RECORD EXCERPTS
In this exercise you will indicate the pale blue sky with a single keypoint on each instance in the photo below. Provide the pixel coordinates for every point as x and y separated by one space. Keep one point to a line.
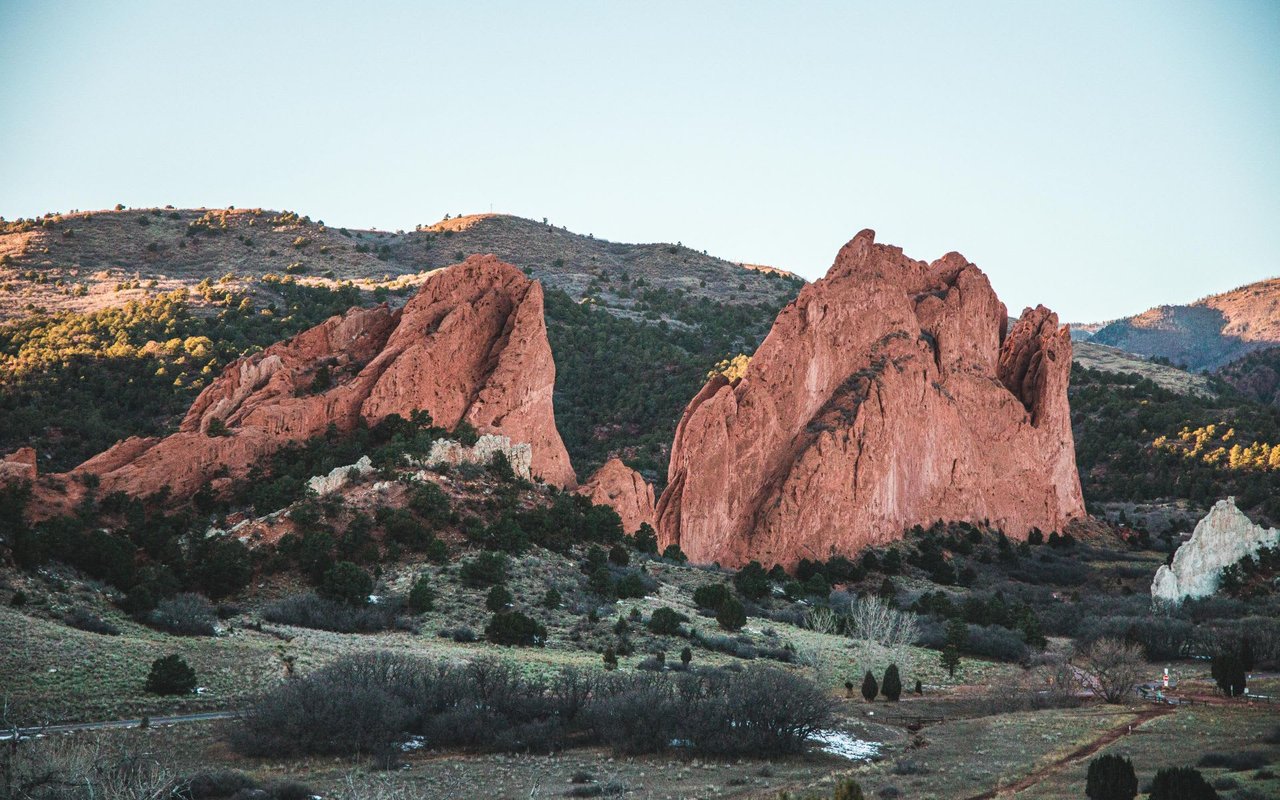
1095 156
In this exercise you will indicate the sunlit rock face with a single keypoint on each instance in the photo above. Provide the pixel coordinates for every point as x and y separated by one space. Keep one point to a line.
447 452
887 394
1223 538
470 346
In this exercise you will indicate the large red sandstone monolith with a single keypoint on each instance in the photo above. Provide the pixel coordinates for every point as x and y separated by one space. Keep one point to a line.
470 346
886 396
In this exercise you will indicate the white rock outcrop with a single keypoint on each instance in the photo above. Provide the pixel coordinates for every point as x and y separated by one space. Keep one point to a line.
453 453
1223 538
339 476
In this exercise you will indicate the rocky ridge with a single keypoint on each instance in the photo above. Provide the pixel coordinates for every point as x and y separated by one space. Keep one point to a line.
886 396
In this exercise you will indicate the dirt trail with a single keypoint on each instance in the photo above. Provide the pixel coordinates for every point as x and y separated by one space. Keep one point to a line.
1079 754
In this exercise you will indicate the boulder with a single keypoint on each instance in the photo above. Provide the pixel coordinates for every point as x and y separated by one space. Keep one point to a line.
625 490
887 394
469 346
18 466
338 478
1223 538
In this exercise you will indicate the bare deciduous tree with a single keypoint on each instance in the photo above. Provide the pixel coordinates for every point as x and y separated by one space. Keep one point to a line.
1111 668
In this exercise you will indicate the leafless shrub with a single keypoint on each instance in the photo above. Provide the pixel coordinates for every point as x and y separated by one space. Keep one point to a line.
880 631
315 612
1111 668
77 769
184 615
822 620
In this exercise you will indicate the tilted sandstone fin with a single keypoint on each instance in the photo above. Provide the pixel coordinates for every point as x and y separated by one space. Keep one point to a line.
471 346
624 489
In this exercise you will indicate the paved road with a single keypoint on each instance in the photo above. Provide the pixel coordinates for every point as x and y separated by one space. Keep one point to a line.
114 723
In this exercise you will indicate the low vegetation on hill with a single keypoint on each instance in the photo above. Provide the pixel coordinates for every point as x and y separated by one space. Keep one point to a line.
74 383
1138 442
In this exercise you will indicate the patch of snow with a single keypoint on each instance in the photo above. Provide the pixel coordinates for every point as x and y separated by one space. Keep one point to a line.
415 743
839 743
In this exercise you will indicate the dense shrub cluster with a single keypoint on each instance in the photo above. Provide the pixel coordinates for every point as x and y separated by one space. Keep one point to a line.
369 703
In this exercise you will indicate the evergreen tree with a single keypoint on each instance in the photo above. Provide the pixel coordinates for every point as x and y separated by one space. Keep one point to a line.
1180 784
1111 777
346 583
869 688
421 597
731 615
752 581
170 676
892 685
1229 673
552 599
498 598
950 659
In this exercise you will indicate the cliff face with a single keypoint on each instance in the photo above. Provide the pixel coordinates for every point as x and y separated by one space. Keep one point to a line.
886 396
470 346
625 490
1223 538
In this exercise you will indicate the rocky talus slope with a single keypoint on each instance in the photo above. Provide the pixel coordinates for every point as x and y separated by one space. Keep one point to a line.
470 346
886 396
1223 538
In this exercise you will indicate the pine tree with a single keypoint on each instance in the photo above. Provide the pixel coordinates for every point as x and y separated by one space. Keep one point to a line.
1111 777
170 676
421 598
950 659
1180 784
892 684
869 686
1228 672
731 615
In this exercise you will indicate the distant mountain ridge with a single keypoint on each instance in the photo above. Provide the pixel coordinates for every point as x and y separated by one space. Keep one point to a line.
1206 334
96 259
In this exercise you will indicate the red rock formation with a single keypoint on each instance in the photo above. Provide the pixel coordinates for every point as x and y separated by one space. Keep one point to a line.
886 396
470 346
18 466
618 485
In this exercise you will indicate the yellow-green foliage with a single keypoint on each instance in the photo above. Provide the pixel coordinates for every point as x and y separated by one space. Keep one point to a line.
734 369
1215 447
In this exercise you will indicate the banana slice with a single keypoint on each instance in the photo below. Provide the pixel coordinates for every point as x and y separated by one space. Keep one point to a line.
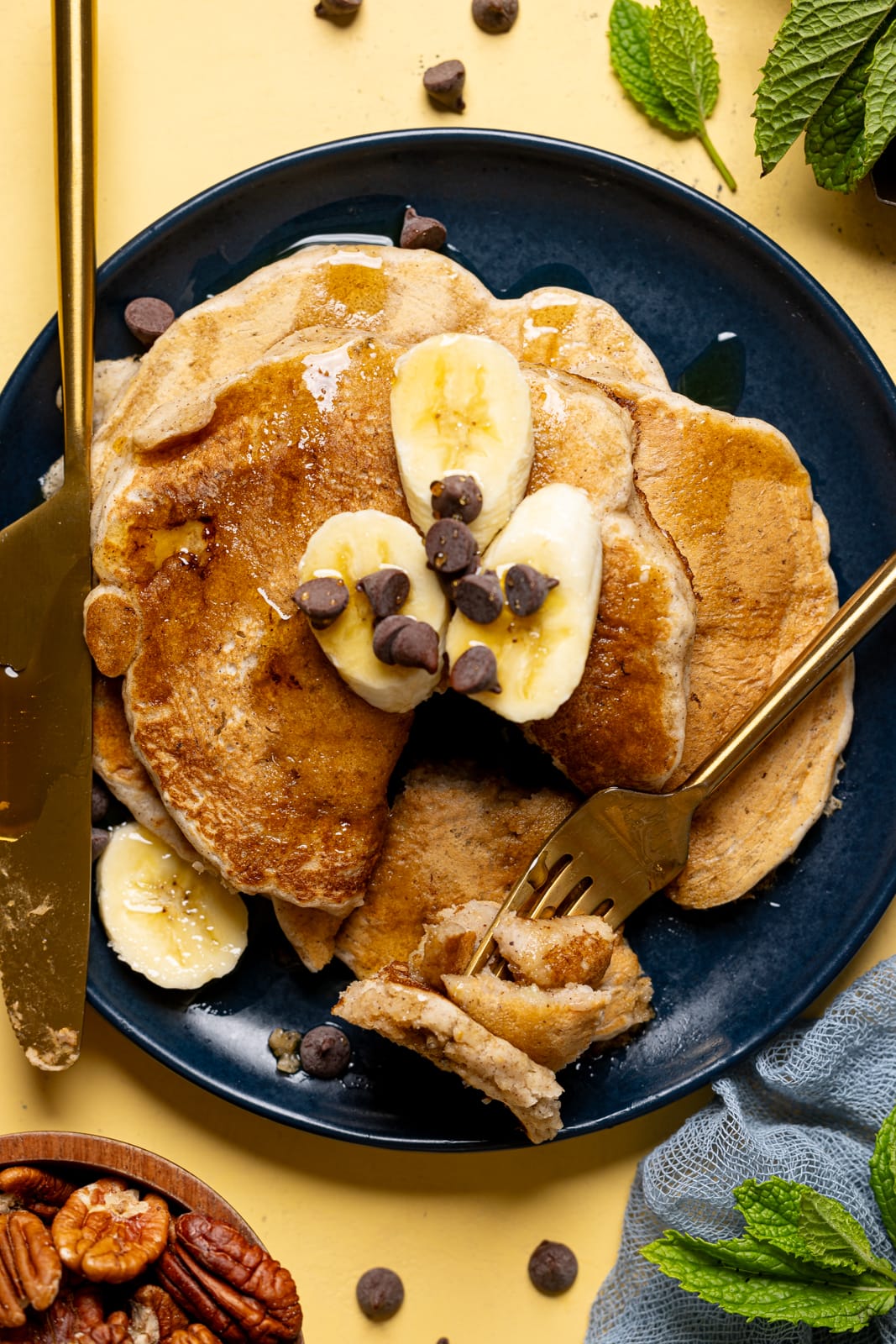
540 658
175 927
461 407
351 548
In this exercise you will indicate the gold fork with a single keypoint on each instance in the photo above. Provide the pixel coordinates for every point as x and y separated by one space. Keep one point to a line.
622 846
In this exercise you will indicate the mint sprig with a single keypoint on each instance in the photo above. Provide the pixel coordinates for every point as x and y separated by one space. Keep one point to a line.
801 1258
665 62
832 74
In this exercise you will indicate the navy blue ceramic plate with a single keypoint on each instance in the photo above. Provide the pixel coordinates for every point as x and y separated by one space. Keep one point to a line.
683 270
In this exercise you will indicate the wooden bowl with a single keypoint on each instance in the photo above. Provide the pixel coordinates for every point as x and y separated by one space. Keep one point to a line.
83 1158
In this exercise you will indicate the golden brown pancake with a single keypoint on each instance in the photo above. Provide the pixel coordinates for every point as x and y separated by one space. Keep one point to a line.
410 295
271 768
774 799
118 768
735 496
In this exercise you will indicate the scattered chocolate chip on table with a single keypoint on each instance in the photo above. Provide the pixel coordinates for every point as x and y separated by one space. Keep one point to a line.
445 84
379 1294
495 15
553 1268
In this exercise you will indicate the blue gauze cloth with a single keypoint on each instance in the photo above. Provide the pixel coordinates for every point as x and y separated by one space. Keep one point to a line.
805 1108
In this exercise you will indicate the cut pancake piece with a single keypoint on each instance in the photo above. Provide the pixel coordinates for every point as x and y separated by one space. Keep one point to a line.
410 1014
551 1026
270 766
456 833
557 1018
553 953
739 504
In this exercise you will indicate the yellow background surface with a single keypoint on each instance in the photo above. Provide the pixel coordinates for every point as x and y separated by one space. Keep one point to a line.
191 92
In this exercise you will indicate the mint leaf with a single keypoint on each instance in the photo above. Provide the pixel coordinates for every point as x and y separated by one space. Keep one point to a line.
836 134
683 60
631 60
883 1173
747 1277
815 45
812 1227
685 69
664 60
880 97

==

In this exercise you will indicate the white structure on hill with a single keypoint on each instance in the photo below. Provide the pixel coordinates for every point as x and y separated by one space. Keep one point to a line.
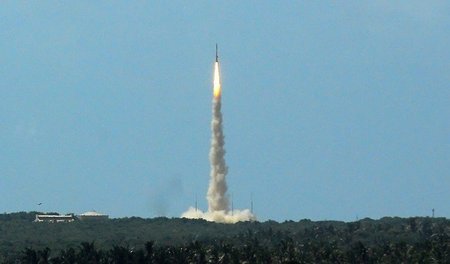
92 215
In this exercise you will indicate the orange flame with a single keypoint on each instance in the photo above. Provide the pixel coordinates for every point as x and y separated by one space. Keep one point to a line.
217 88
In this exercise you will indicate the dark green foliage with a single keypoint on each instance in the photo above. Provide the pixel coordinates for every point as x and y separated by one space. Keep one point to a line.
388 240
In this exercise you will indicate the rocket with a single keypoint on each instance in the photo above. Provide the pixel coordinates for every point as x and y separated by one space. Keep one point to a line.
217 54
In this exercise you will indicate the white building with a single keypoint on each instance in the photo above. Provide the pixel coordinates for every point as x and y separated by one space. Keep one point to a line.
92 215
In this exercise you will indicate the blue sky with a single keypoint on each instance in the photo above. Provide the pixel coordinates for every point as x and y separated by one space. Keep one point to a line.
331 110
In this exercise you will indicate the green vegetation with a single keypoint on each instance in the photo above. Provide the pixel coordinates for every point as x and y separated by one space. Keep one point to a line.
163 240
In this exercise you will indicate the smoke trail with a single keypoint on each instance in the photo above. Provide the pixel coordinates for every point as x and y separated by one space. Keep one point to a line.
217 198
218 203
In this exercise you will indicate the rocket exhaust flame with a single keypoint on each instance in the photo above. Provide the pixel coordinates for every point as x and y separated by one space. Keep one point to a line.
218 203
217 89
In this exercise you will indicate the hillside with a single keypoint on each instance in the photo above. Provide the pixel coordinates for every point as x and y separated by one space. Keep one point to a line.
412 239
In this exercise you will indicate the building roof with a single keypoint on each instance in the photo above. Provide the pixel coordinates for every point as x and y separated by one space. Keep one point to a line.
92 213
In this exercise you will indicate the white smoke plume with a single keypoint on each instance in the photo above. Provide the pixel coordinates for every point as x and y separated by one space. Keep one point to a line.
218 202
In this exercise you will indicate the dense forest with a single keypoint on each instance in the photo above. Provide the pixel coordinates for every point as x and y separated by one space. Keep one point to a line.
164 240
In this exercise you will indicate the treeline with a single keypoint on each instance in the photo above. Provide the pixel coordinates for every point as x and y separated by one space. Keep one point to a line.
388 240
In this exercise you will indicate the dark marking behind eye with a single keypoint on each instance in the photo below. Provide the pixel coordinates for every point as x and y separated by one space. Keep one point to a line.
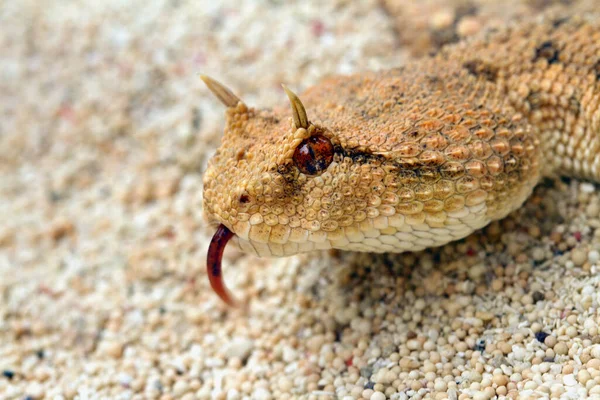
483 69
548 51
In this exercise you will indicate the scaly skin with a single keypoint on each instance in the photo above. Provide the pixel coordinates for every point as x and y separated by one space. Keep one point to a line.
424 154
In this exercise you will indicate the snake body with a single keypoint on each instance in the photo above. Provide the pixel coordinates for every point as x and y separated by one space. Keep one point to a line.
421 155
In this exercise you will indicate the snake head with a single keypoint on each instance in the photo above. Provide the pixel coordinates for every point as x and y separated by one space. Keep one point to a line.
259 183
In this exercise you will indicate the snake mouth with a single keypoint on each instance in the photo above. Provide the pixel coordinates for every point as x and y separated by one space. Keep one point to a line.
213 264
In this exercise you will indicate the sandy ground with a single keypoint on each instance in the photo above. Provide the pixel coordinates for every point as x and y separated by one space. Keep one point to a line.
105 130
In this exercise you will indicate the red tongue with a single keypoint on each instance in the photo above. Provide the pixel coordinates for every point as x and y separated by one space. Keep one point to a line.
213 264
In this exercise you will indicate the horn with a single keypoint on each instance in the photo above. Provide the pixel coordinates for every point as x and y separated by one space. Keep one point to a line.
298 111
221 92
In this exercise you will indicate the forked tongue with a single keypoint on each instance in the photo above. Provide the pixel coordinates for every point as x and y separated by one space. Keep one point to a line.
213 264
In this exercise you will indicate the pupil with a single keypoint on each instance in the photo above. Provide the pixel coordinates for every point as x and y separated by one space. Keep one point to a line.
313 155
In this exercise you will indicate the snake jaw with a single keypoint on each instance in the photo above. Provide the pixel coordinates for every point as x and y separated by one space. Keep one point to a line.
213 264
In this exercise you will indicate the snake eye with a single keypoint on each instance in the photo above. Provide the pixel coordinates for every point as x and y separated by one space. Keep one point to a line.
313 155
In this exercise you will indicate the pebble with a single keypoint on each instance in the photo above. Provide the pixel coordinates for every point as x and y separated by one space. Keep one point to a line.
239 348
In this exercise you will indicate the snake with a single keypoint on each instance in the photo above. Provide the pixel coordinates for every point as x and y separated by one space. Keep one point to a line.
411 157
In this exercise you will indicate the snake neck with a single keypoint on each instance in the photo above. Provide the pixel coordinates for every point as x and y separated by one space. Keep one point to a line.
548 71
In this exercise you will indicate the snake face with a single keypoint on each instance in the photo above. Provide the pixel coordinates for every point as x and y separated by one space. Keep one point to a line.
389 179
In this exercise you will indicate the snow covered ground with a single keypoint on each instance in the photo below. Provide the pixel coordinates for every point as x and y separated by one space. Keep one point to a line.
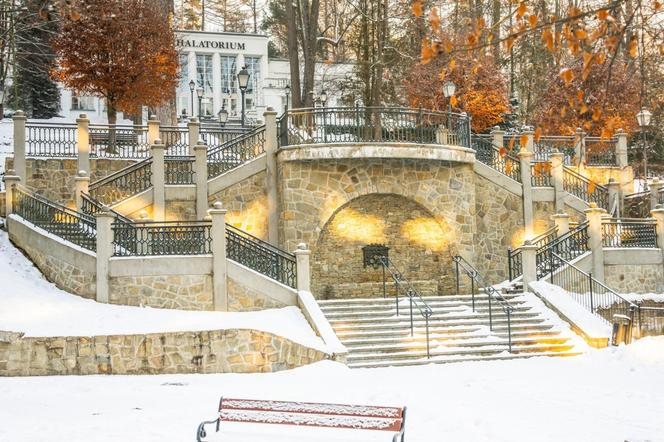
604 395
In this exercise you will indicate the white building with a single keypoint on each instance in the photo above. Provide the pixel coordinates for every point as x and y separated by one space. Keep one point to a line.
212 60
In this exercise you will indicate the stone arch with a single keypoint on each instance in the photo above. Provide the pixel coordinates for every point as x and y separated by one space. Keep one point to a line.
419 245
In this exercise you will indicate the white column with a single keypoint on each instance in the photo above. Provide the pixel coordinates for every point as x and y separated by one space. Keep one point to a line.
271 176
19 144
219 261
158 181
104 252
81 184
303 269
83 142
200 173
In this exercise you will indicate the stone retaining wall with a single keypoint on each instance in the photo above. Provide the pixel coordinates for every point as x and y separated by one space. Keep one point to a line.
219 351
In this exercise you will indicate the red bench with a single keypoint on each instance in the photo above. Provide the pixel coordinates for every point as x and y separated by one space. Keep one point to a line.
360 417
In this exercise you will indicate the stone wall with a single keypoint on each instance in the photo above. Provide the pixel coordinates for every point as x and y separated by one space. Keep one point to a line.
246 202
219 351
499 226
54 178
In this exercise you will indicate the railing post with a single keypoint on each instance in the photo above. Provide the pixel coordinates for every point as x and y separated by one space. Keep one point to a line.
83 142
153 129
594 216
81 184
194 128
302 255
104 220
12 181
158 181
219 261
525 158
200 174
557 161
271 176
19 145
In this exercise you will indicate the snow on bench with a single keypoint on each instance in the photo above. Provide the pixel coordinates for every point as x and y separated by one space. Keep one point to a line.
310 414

BRIEF
Go through the records above and copy out each line that contains the word "trail".

WRITTEN ANSWER
In this exercise you will indicate the dirt trail with a single keypoint on each instance in the photo above. Provide the pixel coordinates for every point as x and y separated by one space. Keep one point to a line.
In this exercise you will indicate the smoke trail with a single keypoint on each instance in the photo above. Provide the pixel coordinates for every point as x and y separated by one space. Keep one point to a line.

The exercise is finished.